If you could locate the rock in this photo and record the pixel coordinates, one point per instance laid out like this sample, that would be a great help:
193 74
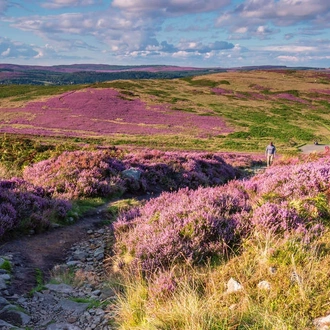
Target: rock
54 307
264 285
233 286
14 316
322 323
63 326
132 173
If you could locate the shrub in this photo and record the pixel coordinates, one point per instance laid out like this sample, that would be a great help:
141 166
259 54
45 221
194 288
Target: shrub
25 207
187 226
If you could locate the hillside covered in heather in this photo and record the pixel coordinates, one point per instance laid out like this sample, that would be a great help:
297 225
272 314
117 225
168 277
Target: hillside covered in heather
203 235
237 111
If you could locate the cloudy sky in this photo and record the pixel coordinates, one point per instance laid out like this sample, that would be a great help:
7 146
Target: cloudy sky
199 33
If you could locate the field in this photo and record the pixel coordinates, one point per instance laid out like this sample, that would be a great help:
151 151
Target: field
220 242
229 111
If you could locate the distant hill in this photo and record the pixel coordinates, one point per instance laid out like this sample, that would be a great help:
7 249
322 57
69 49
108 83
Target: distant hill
92 73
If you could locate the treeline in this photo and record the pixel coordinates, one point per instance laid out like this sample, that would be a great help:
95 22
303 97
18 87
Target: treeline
40 77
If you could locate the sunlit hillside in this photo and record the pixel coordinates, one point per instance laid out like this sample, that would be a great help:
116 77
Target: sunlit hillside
237 110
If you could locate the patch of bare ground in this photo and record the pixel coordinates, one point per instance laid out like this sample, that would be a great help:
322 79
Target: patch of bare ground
44 251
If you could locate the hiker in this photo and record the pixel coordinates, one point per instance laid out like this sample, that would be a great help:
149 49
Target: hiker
270 153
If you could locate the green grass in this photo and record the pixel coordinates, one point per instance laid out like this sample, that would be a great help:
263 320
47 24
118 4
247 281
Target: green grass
30 92
254 121
201 302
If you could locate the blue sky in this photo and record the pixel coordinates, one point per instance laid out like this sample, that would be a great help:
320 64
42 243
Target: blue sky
209 33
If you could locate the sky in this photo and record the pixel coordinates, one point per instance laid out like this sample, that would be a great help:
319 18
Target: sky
197 33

● ● ● ● ●

WHAT TO WORK ON: Arrange every line of the records above as a numbered list, skipping blank lines and leaving out the pictures.

CORRECT ANSWER:
1. If you could locate the rock in this photo and record the pixel coordinates, one point per instance laid out like this sample, that would be a great help:
2. 193 74
3. Target: rock
4. 54 307
5. 264 285
6. 233 286
7. 14 316
8. 322 323
9. 63 326
10. 132 173
11. If you could locate the shrub in this photo and record the pixel coordinates, one point per instance laid out like this sample, that would be a great help:
12. 141 166
13. 259 54
14. 45 221
15. 194 288
16. Target: shrub
17. 25 207
18. 187 226
19. If you could locate the hillside covered in heather in this photo and record the pixel coordinates, one point per instance laid out like this sample, that would be a great help:
20. 297 225
21. 272 314
22. 117 225
23. 168 277
24. Target: hillside covered in heather
25. 203 235
26. 237 111
27. If you could locate the cloudy sky in this photo and record the pixel coordinates, one point per instance laid out like this sample, that would be a great help:
28. 7 146
29. Target: cloudy sky
30. 199 33
31. If you could locate the field in this photo and record the pixel coordinates, one point per instance laid out like this sample, that would be a great help:
32. 151 151
33. Target: field
34. 220 242
35. 229 111
36. If you could locate the distant hill in this photo and record the pixel coordinates, one point per instance laid out like this sample, that would be a great help:
37. 7 249
38. 322 57
39. 69 49
40. 108 83
41. Target: distant hill
42. 92 73
43. If you could locate the treeline in this photo and record the pixel coordinates, one point per instance laid out like this sample, that would be a great help:
44. 95 22
45. 303 97
46. 18 87
47. Target: treeline
48. 40 77
49. If you could locate the sunlit hillside in this photo and record the pixel coordinates, one point per instance laid out like this sample, that would be a great help:
50. 116 77
51. Target: sunlit hillside
52. 237 110
53. If you could locate the patch of bare ground in this photo and record the pixel coordinates, one point per instance laid out like this sample, that would be a great help:
54. 322 79
55. Target: patch of bare ground
56. 44 251
57. If you could locate the hiker in this photo and record the pixel coordinates, one point per instance laid out like this sample, that would be a great help:
58. 149 49
59. Target: hiker
60. 270 153
61. If you could locate the green grass in this photo and record the pixel coordinates, one point per instance laid out like this sample, that would be a great help:
62. 263 320
63. 47 24
64. 118 4
65. 247 281
66. Target: green grass
67. 30 92
68. 254 121
69. 201 302
70. If you could locate the blue sky in this photo and record the pixel coordinates, one point per instance laid out like this sample, that would be a great help:
71. 320 64
72. 42 243
73. Target: blue sky
74. 209 33
75. If you could locate the sky in this photo and record the pixel coordinates, one point per instance laid out like this sample, that would be a great help:
76. 319 18
77. Target: sky
78. 197 33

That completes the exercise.